(Data entries)

--------------------------------------------------

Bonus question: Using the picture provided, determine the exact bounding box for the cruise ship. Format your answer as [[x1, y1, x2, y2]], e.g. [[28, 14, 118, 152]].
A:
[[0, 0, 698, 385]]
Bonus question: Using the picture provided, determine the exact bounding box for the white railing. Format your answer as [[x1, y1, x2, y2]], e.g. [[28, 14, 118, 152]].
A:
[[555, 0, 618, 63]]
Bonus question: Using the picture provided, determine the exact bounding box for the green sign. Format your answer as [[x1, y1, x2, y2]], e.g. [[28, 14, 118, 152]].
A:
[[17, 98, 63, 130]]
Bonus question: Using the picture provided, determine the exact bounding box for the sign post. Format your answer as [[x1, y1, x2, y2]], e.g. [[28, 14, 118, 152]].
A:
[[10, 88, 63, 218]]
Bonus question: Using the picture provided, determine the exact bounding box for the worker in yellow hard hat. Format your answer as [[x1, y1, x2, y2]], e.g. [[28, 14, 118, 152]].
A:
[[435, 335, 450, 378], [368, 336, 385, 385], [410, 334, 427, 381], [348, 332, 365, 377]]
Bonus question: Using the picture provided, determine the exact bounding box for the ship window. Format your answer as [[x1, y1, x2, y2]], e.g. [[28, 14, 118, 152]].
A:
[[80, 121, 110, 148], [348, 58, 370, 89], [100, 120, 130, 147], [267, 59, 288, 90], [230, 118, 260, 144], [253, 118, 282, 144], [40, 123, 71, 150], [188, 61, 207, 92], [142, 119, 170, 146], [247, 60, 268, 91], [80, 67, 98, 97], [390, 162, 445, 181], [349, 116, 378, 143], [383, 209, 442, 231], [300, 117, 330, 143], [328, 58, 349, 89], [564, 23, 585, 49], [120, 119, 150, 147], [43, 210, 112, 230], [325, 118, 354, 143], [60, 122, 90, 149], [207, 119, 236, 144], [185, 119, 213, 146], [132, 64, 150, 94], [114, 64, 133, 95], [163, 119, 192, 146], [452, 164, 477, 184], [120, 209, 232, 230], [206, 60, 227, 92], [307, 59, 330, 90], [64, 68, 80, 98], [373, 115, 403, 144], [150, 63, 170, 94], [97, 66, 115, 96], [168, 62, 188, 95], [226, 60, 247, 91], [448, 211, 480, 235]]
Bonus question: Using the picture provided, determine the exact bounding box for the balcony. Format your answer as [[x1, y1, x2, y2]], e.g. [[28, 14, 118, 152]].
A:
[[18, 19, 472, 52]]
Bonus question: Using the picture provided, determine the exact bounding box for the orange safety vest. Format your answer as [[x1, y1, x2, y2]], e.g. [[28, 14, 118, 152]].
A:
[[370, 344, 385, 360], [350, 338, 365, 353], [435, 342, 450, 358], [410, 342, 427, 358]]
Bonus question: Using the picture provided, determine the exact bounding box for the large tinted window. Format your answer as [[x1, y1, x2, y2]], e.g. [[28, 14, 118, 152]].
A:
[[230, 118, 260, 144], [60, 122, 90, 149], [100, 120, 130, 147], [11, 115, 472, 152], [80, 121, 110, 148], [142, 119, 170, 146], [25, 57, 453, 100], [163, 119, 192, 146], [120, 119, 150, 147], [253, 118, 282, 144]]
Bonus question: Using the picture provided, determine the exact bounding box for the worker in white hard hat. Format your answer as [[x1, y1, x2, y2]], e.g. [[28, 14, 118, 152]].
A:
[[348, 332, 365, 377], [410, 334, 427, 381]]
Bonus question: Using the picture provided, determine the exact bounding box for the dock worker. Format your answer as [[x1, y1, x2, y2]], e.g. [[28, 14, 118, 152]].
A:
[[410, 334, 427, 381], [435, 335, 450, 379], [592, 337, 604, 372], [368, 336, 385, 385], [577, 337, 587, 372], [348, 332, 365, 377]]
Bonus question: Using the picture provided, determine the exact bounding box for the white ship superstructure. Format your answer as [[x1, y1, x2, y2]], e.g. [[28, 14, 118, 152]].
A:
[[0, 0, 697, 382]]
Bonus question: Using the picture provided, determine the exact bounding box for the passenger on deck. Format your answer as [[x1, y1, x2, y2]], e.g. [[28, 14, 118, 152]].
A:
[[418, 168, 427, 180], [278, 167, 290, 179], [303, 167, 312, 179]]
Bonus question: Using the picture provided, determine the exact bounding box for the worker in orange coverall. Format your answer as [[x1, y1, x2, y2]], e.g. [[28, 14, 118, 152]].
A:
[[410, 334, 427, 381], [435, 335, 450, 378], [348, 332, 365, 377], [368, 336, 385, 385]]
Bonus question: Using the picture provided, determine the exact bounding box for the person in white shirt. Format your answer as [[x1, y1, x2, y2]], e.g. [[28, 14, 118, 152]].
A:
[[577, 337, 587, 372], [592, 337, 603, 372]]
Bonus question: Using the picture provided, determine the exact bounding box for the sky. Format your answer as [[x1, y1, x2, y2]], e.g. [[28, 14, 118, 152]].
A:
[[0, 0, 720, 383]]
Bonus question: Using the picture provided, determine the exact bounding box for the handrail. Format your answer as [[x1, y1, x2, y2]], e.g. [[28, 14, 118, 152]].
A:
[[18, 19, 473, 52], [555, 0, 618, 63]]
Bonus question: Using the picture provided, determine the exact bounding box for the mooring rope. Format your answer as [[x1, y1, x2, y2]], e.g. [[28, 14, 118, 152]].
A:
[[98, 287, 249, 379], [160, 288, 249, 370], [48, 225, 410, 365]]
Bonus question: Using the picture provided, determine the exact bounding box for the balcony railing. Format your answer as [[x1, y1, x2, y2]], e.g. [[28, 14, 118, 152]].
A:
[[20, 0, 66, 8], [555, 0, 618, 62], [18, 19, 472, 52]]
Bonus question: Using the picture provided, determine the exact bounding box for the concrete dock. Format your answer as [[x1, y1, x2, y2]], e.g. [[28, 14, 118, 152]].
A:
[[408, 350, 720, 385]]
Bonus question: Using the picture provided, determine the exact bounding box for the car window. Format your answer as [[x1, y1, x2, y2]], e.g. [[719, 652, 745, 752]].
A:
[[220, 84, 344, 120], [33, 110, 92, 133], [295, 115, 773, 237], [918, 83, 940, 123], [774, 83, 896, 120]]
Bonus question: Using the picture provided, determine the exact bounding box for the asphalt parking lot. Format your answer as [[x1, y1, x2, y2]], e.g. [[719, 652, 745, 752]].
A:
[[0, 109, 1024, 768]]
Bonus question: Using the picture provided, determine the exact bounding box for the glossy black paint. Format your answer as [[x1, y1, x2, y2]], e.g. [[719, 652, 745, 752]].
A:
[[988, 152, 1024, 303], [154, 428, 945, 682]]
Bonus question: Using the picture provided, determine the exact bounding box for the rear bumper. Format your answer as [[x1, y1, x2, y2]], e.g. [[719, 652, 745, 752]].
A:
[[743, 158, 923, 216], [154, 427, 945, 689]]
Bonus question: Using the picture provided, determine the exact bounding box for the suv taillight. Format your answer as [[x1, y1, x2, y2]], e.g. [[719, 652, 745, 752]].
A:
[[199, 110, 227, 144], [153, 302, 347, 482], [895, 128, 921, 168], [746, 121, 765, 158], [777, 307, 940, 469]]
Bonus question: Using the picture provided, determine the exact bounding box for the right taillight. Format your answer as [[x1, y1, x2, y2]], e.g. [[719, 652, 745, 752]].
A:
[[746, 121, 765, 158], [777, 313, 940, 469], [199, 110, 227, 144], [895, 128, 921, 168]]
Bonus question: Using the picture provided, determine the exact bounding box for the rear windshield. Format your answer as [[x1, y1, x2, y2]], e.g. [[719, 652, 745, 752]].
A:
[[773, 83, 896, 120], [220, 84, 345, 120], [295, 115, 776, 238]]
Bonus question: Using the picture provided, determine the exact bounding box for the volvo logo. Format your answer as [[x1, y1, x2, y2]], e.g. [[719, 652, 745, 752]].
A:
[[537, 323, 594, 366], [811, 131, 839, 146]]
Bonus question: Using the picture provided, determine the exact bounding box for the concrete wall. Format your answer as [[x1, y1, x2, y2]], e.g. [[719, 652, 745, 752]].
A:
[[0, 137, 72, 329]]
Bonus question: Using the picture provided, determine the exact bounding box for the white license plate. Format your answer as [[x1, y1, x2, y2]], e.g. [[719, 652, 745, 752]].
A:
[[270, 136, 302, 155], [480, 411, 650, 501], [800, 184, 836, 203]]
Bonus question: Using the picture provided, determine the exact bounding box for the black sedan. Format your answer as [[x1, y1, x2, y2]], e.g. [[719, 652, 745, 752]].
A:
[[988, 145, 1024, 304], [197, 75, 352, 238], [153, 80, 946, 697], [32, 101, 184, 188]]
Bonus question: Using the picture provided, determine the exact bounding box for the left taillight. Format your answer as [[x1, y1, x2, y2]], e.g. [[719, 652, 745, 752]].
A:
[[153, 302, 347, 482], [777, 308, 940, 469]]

--------------------------------------------------

### Required task
How many lines in the records above contain the string "dock"? Case matters. Reply with the number alone.

### Result below
2